**Exercise:**
Quote the data below word for word, everything from the line containing "Dear assistant, the user would like the navy" down to and including the line containing "[285,74,292,91]". Omit any pictures from your answer.

**Recorded information:**
--

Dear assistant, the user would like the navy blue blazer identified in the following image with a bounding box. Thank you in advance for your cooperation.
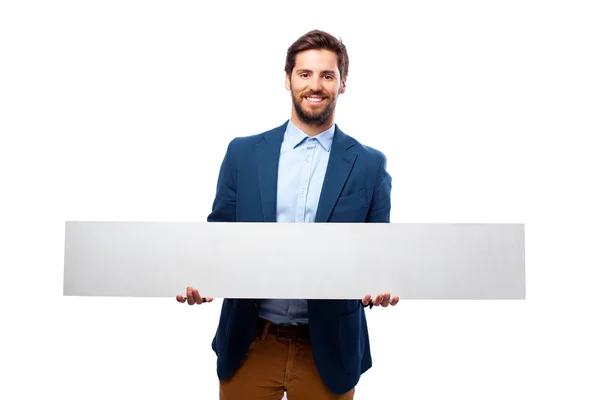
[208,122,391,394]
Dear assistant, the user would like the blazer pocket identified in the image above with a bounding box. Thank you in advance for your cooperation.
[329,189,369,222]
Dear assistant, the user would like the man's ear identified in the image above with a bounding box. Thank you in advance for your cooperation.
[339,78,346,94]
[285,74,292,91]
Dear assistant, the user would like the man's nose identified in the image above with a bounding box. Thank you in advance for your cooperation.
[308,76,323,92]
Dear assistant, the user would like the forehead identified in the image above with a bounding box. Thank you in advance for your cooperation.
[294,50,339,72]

--

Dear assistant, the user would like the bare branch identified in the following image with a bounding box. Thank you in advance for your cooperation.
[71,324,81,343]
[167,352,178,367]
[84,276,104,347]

--

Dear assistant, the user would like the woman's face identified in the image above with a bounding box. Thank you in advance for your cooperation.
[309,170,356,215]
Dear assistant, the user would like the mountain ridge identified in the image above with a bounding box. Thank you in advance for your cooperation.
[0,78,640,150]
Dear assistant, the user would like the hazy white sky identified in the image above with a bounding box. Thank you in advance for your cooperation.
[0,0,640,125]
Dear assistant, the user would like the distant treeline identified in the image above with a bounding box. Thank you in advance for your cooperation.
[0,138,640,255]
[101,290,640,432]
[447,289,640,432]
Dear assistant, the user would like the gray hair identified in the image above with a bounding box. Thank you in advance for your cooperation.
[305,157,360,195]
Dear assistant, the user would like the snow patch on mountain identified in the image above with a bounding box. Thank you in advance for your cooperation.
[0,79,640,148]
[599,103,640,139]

--

**Expected output:**
Dear assistant, the user would like the navy blue blazer identified in the following image with a bounding box. Thank you in advance for your cooperation.
[208,122,391,394]
Dear assistant, the user would like the blazer pocket identified in the image above with a bounding box. Thank you in advance for your cooperation.
[329,189,369,222]
Dear assistant, the user would like the man's ear identified in the image above with a bounding box. Thank you in advance for your cooperation.
[339,78,346,94]
[285,74,292,91]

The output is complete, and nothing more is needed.